Selected passage:
#####

The Junior Open Championship

Tournament information
- Location: United Kingdom
- Established: 1994
- Course: 2022 – Monifieth Golf Club
- Format: Stroke play
- Month played: July

Current champion
- Connor Graham

= Junior Open Championship =

The Junior Open Championship is a biennial event, to which all golfing nations affiliated to The R&A are invited to enter their best under-16 boy and girl golfers. In 2016, 80 countries were represented in the starting field of 143 competitors contrasting with 2002 when a total of 86 boys and girls from 58 countries took part. Boys and girls compete in the same event but play off different tees.

The Junior Open is closely linked to The Open Championship and is always played on a nearby course in the same week in July. All competitors are invited to attend The Open after the conclusion of their own event.

#####

Dataset records:
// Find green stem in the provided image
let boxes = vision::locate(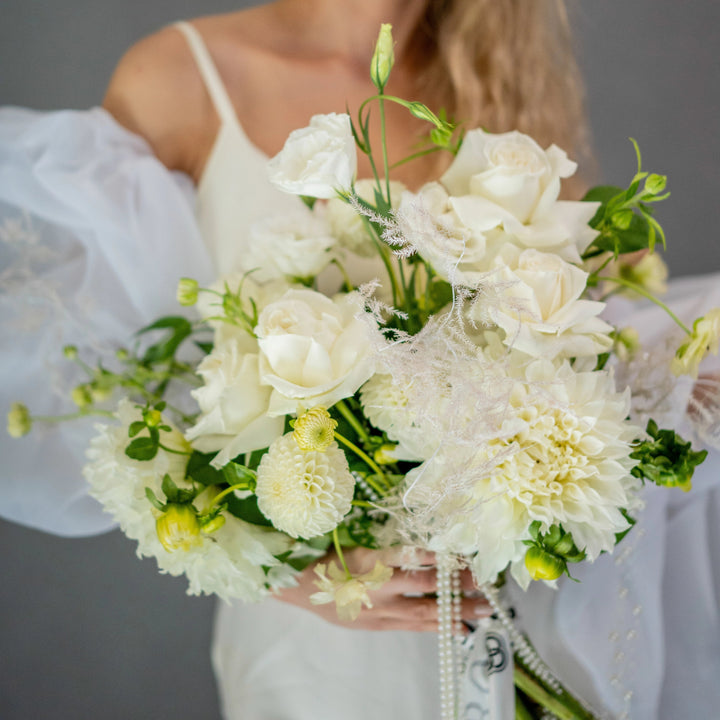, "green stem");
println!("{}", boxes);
[598,275,692,335]
[514,664,593,720]
[333,528,352,580]
[334,433,390,495]
[210,483,252,507]
[335,400,370,442]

#####

In the Junior Open Championship text, how many competitors were in the 2016 starting field? The items come from a separate source.

143 competitors, representing 80 countries.